** Opening Excerpted data block **

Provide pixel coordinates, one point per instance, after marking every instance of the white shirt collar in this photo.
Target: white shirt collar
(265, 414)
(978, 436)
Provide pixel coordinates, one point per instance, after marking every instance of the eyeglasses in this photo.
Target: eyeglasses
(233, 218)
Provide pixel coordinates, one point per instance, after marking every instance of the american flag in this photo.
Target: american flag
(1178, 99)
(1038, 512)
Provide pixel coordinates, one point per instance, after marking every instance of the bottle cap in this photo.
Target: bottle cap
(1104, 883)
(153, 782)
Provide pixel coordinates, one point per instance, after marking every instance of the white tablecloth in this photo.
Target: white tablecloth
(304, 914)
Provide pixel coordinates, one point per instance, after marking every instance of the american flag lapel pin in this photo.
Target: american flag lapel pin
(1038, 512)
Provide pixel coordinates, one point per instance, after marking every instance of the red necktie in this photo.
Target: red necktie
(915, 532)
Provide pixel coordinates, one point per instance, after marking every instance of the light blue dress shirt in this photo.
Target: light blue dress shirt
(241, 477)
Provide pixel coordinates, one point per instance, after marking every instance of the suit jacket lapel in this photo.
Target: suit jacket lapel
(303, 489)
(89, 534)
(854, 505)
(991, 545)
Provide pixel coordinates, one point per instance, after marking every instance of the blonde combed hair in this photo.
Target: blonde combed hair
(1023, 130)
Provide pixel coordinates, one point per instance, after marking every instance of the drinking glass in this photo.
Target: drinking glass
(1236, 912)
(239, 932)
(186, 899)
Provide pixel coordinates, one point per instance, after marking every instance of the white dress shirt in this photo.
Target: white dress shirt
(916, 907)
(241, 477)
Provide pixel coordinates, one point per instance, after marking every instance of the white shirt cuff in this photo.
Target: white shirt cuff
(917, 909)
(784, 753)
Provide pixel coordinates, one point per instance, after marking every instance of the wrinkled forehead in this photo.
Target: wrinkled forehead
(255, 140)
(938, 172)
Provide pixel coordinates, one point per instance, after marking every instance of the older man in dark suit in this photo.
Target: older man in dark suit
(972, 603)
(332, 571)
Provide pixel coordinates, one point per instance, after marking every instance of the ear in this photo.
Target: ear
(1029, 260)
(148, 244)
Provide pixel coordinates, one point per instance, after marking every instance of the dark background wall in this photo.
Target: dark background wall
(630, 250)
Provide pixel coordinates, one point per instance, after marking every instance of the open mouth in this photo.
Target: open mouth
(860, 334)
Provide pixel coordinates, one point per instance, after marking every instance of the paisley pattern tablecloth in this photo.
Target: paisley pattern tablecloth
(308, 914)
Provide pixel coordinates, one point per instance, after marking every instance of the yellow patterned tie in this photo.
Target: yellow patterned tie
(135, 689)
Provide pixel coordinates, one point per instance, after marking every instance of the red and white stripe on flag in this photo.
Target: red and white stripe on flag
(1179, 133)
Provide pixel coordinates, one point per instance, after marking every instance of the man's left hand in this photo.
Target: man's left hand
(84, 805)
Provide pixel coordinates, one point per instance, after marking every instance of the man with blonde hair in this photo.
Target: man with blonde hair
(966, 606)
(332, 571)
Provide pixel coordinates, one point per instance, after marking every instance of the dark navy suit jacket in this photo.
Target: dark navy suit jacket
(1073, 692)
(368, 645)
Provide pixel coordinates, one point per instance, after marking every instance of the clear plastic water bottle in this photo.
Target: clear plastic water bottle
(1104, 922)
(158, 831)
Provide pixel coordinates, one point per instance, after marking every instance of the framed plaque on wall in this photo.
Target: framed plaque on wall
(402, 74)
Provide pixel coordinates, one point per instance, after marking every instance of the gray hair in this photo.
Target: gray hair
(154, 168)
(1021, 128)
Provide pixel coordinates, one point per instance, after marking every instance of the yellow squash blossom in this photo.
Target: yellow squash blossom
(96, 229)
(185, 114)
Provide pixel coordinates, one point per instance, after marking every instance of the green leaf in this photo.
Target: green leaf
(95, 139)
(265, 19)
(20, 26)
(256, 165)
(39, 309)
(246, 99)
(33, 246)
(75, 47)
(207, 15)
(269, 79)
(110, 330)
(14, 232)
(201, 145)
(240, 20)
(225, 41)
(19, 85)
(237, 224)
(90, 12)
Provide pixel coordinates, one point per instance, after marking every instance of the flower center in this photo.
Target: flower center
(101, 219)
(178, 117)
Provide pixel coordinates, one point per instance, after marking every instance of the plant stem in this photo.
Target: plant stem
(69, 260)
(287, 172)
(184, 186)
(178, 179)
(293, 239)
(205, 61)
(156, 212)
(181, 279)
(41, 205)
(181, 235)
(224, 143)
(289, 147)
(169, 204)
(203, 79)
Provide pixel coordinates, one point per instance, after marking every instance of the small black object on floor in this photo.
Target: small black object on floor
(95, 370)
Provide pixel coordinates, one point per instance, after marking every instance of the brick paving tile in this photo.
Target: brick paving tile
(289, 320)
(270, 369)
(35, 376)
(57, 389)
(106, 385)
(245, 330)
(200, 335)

** Closing Excerpted data block **

▶ **Work instructions**:
A complete, exact transcription of the data above is required.

▶ **Completed exercise**:
Provide pixel coordinates, one point per instance, after marking every instance of the white shirt collar in this photo.
Target: white shirt collar
(265, 414)
(978, 436)
Provide pixel coordinates, one point per instance, after marking every instance of the eyeglasses in this photo.
Target: eyeglasses
(233, 218)
Provide pixel coordinates, one point per instance, after marking every instance of the american flag in this photo.
Target: american flag
(1178, 99)
(1038, 512)
Provide pixel coordinates, one point per instance, after marking every instance of the bottle cap in this photo.
Target: bottle cap
(1104, 883)
(153, 782)
Provide pixel coordinates, one point per instance, after marking every instance of the white tablecloth in this photo.
Target: white tablecloth
(304, 914)
Provide pixel coordinates, one point per instance, after marking every instance of the american flag lapel pin in this photo.
Target: american flag lapel pin
(1038, 512)
Provide pixel coordinates, one point per instance, after marking every instance of the red necktie in this photo.
Target: red necktie
(915, 532)
Provide pixel coordinates, one point per instance, after marking every instance of the light blue dress shirt in this photo.
Target: light blue dress shirt
(241, 477)
Provide pixel coordinates, one point per instance, after marking every instance of the suit jacket lapel in this photo.
Target: suit jacket lapel
(303, 489)
(89, 534)
(854, 505)
(991, 545)
Provide pixel coordinates, one point per instance, after marking every instance of the blonde combed hair in this photo.
Target: blonde combed hair
(1023, 130)
Provide pixel coordinates, one point per instance, after marking every instance of the drinking glass in this photo.
Target: drinking glass
(1236, 912)
(239, 932)
(186, 899)
Provide pixel coordinates, one point per instance, after marking every instance of the white dress shirt in this photo.
Target: white dress shirt
(916, 907)
(241, 477)
Provide pixel coordinates, one point per instance, after marking every instance of the white shirt cuff in this photo.
Target: white shirt cuff
(917, 909)
(784, 753)
Provide pixel coordinates, one point per instance, after marking every instance of the wrinkled forehead in this photo.
Target: wrinkled forehead
(255, 140)
(938, 172)
Provide pixel coordinates, one point per instance, after marking every instance of the older man in dark suit in this photo.
Target: older man in dark suit
(972, 603)
(332, 571)
Provide pixel coordinates, one point per instance, after marking every instance of the ear in this photo.
Target: ear
(1029, 260)
(148, 244)
Provide pixel coordinates, one point per instance, after marking every instance of the dark background wall in this photo.
Target: dark background wall
(630, 250)
Provide pixel coordinates, one point per instance, after marking every instance of the open mouth in this photo.
Target: open mouth
(860, 334)
Provide pixel coordinates, one point per instance, after marking every instance of the paisley pattern tablecloth in this photo.
Target: paisley pattern tablecloth
(308, 914)
Provide pixel coordinates, one point per instance, after marking every instance of the yellow patterned tie in this photo.
Target: yellow patterned tie
(135, 689)
Provide pixel coordinates, one point per instance, after marking every instance of the red and white stripe on flag in this photo.
Target: red and white stripe on flag
(1179, 133)
Provide pixel coordinates, one point per instance, after marking every instance of the man's left hand in this photo.
Target: man's left hand
(84, 805)
Provide pixel coordinates, one point per instance, after marking every instance of the man with blonde hair in this photo.
Target: man with blonde hair
(966, 606)
(332, 571)
Provide pixel coordinates, one point per instance, after marking every instance of the dark navy suit jacket in this photo.
Target: dark navy suit jacket
(1073, 692)
(368, 645)
Provide pixel coordinates, one point per instance, after marking every instance of the clear plastic water bottle in this photo.
Target: clear plastic water bottle
(1104, 922)
(158, 831)
Provide pixel coordinates, one point per instance, after marking every instance of the framed plaque on wall in this photo.
Target: framed plaque on wall
(402, 74)
Provide pixel coordinates, one point per instance, after marking every instance of the gray hair in this photo.
Target: gray hair
(154, 168)
(1021, 128)
Provide pixel coordinates, one point per instance, after marking every instance of the yellow squash blossom in this photo.
Target: yellow squash blossom
(96, 229)
(185, 114)
Provide pixel coordinates, one point per instance, after marking every instance of the green leaf in this photo.
Target: green leaf
(95, 139)
(265, 19)
(20, 26)
(256, 165)
(39, 309)
(246, 99)
(33, 246)
(75, 47)
(207, 15)
(269, 79)
(110, 330)
(14, 232)
(201, 145)
(240, 20)
(225, 41)
(19, 85)
(237, 224)
(90, 12)
Provide pixel coordinates, one point per instance, after marking every instance of the flower center in this photo.
Target: flower center
(101, 219)
(178, 117)
Provide pixel coordinates, one point per instance, after marking every instance of the plant stem in this photo.
Target: plant stem
(69, 260)
(287, 172)
(184, 186)
(178, 179)
(293, 239)
(205, 61)
(156, 212)
(181, 279)
(41, 205)
(181, 235)
(224, 143)
(289, 147)
(169, 204)
(203, 79)
Provide pixel coordinates, one point per instance, after marking every instance of the small black object on floor in this photo.
Target: small black object on floor
(95, 370)
Provide pixel coordinates, one point per instance, after marking every instance of the brick paving tile in this photo.
Target: brick paving tile
(289, 320)
(270, 369)
(35, 376)
(57, 389)
(106, 385)
(245, 330)
(200, 335)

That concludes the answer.